### DIRECTIONS
Starting with the line that contains "Target: khaki skirt", copy every remaining line of the data below exactly, the last one included.

### DATA PROVIDED
════════════════════

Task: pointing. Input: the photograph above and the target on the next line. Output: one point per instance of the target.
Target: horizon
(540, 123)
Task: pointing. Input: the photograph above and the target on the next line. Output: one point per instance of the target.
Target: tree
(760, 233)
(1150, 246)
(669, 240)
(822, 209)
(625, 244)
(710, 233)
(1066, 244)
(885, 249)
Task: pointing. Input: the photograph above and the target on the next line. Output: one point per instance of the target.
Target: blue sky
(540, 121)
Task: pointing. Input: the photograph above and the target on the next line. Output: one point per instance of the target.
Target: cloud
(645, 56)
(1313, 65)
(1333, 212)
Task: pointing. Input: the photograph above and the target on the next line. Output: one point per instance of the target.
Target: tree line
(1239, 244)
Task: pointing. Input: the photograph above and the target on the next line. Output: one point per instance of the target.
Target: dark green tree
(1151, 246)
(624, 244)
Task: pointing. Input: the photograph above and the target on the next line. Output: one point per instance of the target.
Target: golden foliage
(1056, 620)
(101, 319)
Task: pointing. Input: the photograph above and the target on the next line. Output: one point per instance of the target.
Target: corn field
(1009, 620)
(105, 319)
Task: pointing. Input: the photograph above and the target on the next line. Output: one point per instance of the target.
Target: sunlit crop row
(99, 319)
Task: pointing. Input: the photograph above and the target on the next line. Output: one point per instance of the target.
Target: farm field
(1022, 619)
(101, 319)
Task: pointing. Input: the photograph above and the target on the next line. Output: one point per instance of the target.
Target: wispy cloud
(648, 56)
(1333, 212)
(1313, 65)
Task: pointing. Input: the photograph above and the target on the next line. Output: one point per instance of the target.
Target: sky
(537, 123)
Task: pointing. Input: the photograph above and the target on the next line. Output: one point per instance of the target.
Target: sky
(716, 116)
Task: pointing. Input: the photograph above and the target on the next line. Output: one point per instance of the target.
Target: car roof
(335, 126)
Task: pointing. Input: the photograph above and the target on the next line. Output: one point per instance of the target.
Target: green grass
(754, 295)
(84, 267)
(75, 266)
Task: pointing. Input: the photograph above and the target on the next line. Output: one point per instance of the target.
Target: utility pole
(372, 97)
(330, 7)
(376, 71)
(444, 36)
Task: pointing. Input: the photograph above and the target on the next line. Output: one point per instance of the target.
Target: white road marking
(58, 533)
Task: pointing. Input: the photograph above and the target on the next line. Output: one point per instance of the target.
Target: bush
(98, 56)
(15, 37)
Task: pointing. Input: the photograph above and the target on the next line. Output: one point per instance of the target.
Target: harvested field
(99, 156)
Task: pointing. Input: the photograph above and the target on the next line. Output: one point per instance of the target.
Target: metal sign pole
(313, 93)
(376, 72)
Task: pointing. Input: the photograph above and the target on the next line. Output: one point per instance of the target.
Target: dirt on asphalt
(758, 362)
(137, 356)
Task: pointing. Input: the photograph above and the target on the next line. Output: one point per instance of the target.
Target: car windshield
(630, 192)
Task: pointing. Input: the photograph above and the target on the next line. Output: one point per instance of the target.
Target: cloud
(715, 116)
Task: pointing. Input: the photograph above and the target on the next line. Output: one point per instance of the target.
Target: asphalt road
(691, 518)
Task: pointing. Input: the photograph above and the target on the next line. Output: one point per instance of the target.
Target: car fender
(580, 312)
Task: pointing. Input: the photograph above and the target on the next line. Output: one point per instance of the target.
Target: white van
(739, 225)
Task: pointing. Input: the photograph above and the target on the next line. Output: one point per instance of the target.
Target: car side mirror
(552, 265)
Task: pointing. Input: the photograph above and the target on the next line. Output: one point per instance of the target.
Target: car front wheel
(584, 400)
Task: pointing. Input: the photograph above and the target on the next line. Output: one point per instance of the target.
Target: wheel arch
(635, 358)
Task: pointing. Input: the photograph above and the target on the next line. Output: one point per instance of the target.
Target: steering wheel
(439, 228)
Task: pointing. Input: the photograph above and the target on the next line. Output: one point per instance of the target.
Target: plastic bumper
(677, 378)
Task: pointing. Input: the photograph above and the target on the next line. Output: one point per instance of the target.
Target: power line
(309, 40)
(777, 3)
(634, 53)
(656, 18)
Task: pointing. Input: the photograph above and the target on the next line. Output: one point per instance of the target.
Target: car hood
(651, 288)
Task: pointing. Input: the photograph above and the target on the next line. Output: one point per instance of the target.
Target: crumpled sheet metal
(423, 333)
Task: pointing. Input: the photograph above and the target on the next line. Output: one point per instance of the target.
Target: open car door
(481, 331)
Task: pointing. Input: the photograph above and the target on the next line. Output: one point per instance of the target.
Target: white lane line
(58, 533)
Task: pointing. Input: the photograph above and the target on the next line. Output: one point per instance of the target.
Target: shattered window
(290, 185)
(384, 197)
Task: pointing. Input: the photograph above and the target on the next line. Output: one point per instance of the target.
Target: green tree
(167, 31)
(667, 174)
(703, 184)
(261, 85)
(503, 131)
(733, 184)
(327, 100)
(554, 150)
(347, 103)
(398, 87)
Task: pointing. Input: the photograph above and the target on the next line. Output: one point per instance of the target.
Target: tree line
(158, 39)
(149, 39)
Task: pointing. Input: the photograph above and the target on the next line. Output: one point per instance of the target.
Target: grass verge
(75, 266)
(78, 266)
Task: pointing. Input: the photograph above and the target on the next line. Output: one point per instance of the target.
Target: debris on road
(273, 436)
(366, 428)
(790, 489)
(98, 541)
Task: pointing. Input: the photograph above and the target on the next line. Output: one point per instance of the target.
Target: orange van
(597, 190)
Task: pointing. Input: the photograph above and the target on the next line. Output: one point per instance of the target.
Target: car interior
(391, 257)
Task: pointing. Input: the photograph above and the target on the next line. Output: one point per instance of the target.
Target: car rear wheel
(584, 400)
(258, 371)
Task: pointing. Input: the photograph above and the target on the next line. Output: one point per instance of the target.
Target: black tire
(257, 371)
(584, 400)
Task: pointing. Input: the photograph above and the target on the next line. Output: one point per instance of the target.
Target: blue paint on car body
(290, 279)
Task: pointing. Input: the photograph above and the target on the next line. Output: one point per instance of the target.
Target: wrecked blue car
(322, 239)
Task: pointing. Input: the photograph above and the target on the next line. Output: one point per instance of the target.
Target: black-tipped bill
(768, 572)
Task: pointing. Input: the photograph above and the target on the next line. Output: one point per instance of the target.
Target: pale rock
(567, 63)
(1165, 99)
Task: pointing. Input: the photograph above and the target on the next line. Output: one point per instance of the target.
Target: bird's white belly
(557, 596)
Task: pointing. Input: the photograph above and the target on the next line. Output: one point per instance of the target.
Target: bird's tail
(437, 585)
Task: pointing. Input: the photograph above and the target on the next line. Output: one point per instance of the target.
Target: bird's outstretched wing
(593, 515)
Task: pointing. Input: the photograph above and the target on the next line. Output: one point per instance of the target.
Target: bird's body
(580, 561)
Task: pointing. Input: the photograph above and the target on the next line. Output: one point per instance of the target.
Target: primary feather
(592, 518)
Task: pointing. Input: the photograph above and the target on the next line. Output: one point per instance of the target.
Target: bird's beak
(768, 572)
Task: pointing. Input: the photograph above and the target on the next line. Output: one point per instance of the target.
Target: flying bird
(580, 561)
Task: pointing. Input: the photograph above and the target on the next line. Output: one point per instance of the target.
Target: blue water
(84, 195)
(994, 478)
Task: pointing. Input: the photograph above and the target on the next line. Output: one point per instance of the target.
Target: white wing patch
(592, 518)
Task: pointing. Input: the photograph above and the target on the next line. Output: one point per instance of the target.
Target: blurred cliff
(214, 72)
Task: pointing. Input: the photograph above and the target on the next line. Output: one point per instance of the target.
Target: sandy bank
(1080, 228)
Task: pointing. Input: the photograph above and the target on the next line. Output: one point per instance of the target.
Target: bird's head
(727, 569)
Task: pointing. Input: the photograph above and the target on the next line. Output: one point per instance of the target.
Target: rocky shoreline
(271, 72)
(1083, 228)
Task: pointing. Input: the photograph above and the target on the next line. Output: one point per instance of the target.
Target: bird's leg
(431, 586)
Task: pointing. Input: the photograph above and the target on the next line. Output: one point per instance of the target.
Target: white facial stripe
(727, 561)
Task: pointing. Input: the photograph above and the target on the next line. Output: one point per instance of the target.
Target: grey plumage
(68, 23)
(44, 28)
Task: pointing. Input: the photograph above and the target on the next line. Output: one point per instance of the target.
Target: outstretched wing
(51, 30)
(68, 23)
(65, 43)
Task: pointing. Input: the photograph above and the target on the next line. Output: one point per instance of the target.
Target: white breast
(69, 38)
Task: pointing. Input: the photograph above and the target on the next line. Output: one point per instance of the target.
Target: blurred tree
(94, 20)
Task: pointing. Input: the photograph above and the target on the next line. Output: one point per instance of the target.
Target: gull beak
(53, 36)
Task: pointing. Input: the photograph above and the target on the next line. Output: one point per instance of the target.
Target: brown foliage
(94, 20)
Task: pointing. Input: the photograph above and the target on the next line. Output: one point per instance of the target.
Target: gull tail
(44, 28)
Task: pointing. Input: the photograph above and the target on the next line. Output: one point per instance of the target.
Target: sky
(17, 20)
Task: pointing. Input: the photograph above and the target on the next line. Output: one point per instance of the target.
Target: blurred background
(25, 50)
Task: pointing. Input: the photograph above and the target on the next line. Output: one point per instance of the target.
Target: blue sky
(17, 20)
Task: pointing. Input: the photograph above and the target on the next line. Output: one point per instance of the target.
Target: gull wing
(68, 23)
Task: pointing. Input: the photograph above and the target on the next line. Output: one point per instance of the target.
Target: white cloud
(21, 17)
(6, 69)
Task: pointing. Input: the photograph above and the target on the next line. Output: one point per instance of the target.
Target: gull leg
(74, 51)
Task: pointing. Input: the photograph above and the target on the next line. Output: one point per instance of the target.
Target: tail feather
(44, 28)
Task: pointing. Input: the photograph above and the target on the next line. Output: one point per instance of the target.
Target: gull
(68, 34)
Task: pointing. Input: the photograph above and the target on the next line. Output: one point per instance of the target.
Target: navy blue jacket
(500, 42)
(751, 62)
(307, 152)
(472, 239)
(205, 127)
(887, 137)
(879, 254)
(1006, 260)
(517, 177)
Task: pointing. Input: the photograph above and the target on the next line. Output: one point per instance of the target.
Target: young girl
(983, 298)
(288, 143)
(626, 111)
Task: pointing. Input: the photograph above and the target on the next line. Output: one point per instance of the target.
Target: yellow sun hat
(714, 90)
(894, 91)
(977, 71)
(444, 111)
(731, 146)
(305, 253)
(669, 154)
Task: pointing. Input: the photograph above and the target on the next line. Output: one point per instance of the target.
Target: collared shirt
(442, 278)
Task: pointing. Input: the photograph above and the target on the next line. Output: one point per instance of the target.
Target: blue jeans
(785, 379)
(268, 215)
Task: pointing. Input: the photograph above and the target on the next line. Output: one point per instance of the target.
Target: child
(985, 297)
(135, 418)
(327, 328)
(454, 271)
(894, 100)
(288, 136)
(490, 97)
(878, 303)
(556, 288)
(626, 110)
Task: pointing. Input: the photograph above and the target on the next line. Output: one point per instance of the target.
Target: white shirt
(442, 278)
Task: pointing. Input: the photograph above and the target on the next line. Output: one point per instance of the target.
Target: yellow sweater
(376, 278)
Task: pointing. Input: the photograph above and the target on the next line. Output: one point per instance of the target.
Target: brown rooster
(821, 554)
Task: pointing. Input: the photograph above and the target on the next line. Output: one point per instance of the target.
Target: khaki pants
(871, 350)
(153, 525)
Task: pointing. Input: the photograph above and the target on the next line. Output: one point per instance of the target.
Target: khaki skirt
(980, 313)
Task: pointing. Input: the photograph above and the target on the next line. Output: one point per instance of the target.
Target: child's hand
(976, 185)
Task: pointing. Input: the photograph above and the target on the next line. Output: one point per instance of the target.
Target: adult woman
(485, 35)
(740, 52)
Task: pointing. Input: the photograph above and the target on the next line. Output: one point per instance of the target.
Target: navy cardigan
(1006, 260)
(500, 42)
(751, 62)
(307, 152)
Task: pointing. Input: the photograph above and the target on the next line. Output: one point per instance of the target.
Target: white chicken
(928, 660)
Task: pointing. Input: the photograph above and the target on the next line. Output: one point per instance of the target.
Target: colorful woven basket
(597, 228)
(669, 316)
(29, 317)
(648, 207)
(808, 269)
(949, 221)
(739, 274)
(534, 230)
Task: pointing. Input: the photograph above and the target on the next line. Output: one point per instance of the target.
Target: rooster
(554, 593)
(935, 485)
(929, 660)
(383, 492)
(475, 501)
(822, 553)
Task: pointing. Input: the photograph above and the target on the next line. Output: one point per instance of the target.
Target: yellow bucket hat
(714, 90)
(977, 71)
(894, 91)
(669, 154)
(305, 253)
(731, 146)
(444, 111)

════════════════════

### EXERCISE ANSWER
Target: khaki skirt
(980, 313)
Task: pointing. Input: the photograph above and the target on the next line. Output: one point per instance of the target.
Target: child's hand
(976, 185)
Task: pointing. Input: the photograph above and the target on the next line. Output: one point per instance of the target.
Target: adult woman
(485, 35)
(740, 52)
Task: pointing. Input: the photograph above and the target on the next line. Output: one point per instance of the target.
Target: navy cardigan
(1006, 260)
(500, 42)
(751, 62)
(307, 152)
Task: pointing. Input: the photograph above and the target on the next line. Output: one point per instance of the target.
Target: white chicken
(928, 660)
Task: pointing. Input: the photograph above and the target on the next line. Output: one point per instance of the target.
Target: colorful woven basket
(597, 228)
(669, 316)
(29, 317)
(648, 207)
(808, 269)
(949, 221)
(739, 274)
(534, 230)
Task: pointing. Input: the photograph above and the target on the next line. Output: one point per instance of the target.
Target: rooster
(554, 593)
(935, 485)
(929, 660)
(383, 492)
(475, 501)
(822, 553)
Task: pointing. Input: the photograph above and the target on the next line. Output: one point per instance of the target.
Target: yellow bucket hat
(714, 90)
(977, 71)
(894, 91)
(669, 154)
(305, 253)
(731, 146)
(444, 111)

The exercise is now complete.